GOAL
Put every line of the items below into a numbered list, omitting any blank lines.

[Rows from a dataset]

· · ·

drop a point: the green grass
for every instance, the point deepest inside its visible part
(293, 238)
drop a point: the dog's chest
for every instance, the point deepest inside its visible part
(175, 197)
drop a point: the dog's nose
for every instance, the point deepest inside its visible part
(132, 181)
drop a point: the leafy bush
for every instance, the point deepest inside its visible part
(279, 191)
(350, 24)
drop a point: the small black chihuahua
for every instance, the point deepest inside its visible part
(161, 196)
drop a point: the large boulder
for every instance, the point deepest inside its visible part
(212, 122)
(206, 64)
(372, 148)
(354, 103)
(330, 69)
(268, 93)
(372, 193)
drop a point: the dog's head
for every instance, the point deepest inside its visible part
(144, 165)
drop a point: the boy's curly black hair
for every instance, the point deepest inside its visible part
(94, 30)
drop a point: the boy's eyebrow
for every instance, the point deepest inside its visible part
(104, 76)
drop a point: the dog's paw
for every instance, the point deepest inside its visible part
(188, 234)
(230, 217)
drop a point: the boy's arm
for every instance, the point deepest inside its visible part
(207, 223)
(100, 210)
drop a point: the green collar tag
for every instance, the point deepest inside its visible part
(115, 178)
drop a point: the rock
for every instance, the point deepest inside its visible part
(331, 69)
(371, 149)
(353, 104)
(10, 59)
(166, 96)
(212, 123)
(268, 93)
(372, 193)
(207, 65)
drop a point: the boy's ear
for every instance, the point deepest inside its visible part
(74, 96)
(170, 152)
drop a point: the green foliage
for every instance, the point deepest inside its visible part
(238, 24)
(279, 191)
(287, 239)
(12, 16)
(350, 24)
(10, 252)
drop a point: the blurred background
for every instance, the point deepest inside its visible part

· · ·

EXERCISE SOLUTION
1. drop a point: the green grass
2. for every instance, the point deepest inside its visible part
3. (293, 238)
4. drop a point: the dog's chest
5. for every instance, the point deepest inside its visible part
6. (175, 197)
7. drop a point: the dog's nose
8. for every instance, the point deepest inside its visible part
9. (132, 181)
10. drop a point: the leafy bush
11. for every instance, the point deepest inside its visible part
12. (279, 191)
13. (350, 24)
14. drop a point: the small black chihuahua
15. for every instance, the point deepest inside its visible part
16. (161, 196)
17. drop a point: the large boulder
18. for every instance, the point deepest inside its visible part
19. (212, 122)
20. (206, 64)
21. (372, 148)
22. (354, 103)
23. (330, 69)
24. (268, 93)
25. (372, 193)
26. drop a point: the dog's head
27. for every instance, the point deepest inside its visible part
28. (144, 165)
29. drop a point: the boy's curly black hair
30. for every instance, the point deepest inside its visible part
31. (94, 30)
32. drop a point: the boy's eyebrow
33. for every instance, the point deepest inside its visible part
34. (104, 76)
35. drop a point: the dog's paw
36. for every instance, the point deepest inside its visible part
37. (188, 234)
38. (230, 217)
39. drop a point: the boy's arm
40. for every instance, the point deepest inside its visible part
41. (207, 223)
42. (100, 210)
43. drop a point: the green collar tag
44. for every instance, the point deepest inside its visible part
45. (115, 178)
46. drop a point: the rock
47. for every instance, the point deepest inside its visible part
48. (331, 69)
49. (371, 149)
50. (353, 104)
51. (10, 59)
52. (166, 96)
53. (212, 123)
54. (268, 93)
55. (372, 193)
56. (207, 65)
57. drop a point: the boy's ear
58. for every instance, the point deepest inside its visible part
59. (74, 96)
60. (170, 152)
61. drop a point: the green foliage
62. for every instance, the point deepest inside its visible part
63. (238, 24)
64. (279, 191)
65. (287, 239)
66. (12, 16)
67. (350, 24)
68. (10, 252)
69. drop a point: the blurred background
70. for every instance, the point deepest inside its visible part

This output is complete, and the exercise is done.